=== Task requirements ===
Among the records below, which lines contain the string "instance"? Report them.

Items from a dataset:
+--

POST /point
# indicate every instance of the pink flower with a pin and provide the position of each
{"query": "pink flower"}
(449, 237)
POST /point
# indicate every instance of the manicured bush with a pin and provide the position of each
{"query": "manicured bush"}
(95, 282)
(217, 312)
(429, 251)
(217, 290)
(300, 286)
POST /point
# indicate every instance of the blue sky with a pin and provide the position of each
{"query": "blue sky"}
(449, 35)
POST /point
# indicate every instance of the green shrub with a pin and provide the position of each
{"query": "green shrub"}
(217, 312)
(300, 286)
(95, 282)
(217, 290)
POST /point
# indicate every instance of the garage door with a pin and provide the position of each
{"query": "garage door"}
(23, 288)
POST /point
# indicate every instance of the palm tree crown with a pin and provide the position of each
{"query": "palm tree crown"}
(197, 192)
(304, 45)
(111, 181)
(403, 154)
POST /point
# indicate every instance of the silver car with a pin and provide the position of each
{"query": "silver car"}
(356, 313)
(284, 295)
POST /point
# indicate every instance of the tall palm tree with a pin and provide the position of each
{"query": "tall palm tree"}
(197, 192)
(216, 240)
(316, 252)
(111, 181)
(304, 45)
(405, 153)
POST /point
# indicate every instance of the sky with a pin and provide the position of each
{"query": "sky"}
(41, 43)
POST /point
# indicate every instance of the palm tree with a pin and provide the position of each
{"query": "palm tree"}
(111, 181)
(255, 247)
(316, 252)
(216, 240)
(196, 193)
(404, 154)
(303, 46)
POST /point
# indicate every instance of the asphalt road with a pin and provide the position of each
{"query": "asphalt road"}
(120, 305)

+--

=== Task answer ===
# indicate every instance of the pink flower with a pin and provide the position of each
# indicate every instance of the manicured bush with a pin and provide the position of each
# indicate every instance of the blue sky with a pin and provide the position of each
# indicate every instance of the green shrub with a pin and provide the position of each
# indicate every instance of the garage door with a pin and provide the position of each
# indicate every instance of the palm tree crown with a pin and provide the position of each
# indicate every instance of the silver car with a pin and provide the position of each
# indicate every instance of the tall palm tree with a pin and provide the position of each
# indicate every instance of the sky with a pin and provide the position of each
# indicate every instance of the palm tree with a pin and provide the position of each
# indicate every instance of the asphalt road with a pin and provide the position of each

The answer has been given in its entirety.